## Given instruction 1
From the house description below, extract the passage between "Most fabulous, certainly" and "from ancient Mexico.", inclusive.
## Given instruction 2
According to the house description below, what was the smoking room hearth made of?
───── Document extract
The description of the house from Southgate Jones, Sr.'s memoirs (here taken from a 2002 Jim Wise column for the Herald-Sun):

"It was built, in 1887, of red "Baltimore" brick, two-storied with basement and spacious attic. The parlor was furnished with antiques in mahogany and leather; the smoking room hearth was of Oriental tile. The dining room was "a mecca for businessmen, politicians, state and national leaders" - Uncle Jim Southgate was high up in the free-silver and prohibitionist National Party.

Most fabulous, certainly from a boy's point of view, was the conservatory, which extended off that dining room. It was "a cornucopia of beauty and splendor, even mystery." There were a dinosaur footprint and Egyptian carved scarabs, a foot-tall, marble model of the Taj Mahal, trays of gemstones, a quartz arrowhead from the Little Big Horn country and a skull from ancient Mexico.
──────────
───── Recorded information
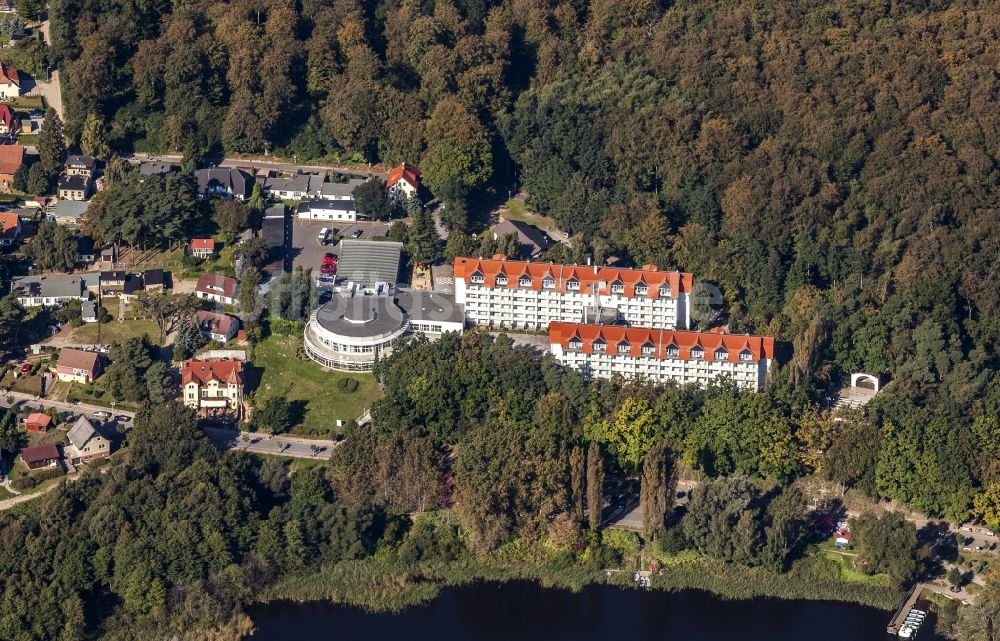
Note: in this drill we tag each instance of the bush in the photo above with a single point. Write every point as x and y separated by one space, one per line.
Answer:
48 474
22 483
──────────
## Correct output 1
Most fabulous, certainly from a boy's point of view, was the conservatory, which extended off that dining room. It was "a cornucopia of beauty and splendor, even mystery." There were a dinosaur footprint and Egyptian carved scarabs, a foot-tall, marble model of the Taj Mahal, trays of gemstones, a quartz arrowhead from the Little Big Horn country and a skull from ancient Mexico.

## Correct output 2
Oriental tile.